- Lista de exercícios -
1. Liste todos os anos escritos em algarismos no texto sobre a ingerência imperialista no Oriente Médio.
2. Segundo o texto sobre a ingerência imperialista no Oriente Médio, a quem Lord Arthur Balfour dirigiu a carta citada?

- Fonte -

__________

Um século de ingerência imperialista no Oriente Médio
Com a nova correlação de forças mundial, o imperialismo, encabeçado pelo imperialismo estadunidense, não tardou a lançar uma série de violentas agressões. A Guerra do Golfo, a invasão do Afeganistão, a guerra do Iraque, a destruição da Líbia, as agressões à Síria e ao Iêmen são marcos de uma ofensiva que visa criar um arco de instabilidade, caos e no Oriente Médio e Ásia Central
O ano de 2017 marca o 100º aniversário da Declaração Balfour, um dos documentos mais destrutivos do Oriente Médio no século 20. Dela decorre o plano de partição da Palestina (1947) e a criação de Israel (1948), acompanhada por um cortejo de violências e pela expulsão de centenas de milhares de palestinos.
“O Governo de Sua Majestade encara favoravelmente a criação na Palestina de um lar nacional para o povo judeu”, reza a carta dirigida pelo então ministro dos Negócios Estrangeiros britânico, Lord Arthur Balfour, ao dirigente sionista Walter Rotschild.

__________

- Itens armazenados -
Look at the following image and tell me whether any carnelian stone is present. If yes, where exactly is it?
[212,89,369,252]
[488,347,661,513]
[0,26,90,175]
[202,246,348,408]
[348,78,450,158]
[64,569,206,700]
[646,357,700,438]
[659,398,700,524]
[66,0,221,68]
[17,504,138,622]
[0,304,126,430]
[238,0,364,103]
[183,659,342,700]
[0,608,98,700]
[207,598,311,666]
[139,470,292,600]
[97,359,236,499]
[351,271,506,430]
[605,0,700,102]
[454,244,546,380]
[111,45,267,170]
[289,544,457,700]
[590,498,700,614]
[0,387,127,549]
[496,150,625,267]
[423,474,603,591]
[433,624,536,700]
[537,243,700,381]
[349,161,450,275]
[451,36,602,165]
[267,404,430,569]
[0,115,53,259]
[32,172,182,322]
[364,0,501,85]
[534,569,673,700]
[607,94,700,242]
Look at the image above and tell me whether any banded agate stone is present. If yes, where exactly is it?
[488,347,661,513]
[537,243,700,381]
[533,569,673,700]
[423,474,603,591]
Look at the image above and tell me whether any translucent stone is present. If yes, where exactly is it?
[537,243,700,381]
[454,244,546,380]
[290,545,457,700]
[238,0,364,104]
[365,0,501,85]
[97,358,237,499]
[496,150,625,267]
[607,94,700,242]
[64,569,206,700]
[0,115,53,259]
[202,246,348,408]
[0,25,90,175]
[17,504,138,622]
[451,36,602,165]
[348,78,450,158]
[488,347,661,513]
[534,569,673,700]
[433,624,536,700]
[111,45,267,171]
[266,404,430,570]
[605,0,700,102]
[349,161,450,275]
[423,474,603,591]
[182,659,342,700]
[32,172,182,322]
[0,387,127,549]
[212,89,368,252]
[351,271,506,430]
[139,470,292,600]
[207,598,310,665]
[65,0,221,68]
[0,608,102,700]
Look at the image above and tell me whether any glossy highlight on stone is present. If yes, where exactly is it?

__________

- Respostas -
1. 2017, 1947 e 1948

2. Ao dirigente sionista Walter Rotschild.